### Written task
Rewrite only the material from the line with "Generate the target's" up to and including the line with "rough mask: <svg". Put "coarse mask" wherever "rough mask" appears and leave everything else unchanged.

### Provided material

---+---

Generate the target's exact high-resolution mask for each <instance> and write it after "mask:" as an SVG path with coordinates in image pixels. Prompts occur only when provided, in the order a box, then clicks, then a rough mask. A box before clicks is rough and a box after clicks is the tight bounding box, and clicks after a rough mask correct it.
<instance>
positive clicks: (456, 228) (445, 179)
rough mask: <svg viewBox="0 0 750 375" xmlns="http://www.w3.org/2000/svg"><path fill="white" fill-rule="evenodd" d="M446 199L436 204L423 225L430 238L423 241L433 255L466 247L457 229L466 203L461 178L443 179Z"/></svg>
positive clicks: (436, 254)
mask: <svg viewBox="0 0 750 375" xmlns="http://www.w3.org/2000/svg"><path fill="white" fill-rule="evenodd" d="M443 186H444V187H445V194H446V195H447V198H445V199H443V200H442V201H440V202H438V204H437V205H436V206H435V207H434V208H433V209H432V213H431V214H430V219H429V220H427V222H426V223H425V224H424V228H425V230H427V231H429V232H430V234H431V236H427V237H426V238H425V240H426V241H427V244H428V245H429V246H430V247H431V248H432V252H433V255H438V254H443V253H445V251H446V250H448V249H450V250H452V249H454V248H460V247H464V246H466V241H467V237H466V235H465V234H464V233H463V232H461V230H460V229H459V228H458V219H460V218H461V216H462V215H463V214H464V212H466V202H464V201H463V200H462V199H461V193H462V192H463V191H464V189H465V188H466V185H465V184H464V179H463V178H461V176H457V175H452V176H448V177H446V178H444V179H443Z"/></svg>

---+---

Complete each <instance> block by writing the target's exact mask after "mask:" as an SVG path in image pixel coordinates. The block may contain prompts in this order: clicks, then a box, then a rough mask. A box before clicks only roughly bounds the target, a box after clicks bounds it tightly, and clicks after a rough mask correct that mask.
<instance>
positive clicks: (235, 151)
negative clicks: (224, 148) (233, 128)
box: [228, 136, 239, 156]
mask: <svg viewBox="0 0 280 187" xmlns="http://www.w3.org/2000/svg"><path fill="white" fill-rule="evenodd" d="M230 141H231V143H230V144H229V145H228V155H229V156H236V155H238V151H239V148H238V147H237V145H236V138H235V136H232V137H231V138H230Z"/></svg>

---+---

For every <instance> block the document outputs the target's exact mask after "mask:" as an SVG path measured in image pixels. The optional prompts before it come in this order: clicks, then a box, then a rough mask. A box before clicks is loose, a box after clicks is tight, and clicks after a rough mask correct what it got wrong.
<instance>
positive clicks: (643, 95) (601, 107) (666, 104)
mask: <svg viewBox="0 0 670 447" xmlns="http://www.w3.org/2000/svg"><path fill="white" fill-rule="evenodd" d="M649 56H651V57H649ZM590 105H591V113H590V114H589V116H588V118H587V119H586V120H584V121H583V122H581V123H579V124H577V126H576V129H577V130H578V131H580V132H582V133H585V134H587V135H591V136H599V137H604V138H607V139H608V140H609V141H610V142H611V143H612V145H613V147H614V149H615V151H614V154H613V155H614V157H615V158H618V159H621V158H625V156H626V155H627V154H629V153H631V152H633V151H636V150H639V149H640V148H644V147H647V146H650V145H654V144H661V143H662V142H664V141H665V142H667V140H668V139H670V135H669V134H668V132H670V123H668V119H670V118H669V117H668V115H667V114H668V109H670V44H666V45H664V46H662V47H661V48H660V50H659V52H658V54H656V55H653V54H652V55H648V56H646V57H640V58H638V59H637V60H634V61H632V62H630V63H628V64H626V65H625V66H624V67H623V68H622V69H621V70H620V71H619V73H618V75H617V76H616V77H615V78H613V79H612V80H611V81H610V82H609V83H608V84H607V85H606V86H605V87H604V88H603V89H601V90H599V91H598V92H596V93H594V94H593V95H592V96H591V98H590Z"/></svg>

---+---

### Exercise result
Generate the target's exact high-resolution mask for each <instance> and write it after "mask:" as an SVG path with coordinates in image pixels. Prompts occur only when provided, in the order a box, then clicks, then a coarse mask. A box before clicks is rough and a box after clicks is the tight bounding box, and clicks after a coarse mask correct it.
<instance>
positive clicks: (456, 228) (445, 179)
coarse mask: <svg viewBox="0 0 750 375" xmlns="http://www.w3.org/2000/svg"><path fill="white" fill-rule="evenodd" d="M446 199L436 204L423 225L430 238L423 241L433 255L466 247L457 229L466 203L461 178L443 179Z"/></svg>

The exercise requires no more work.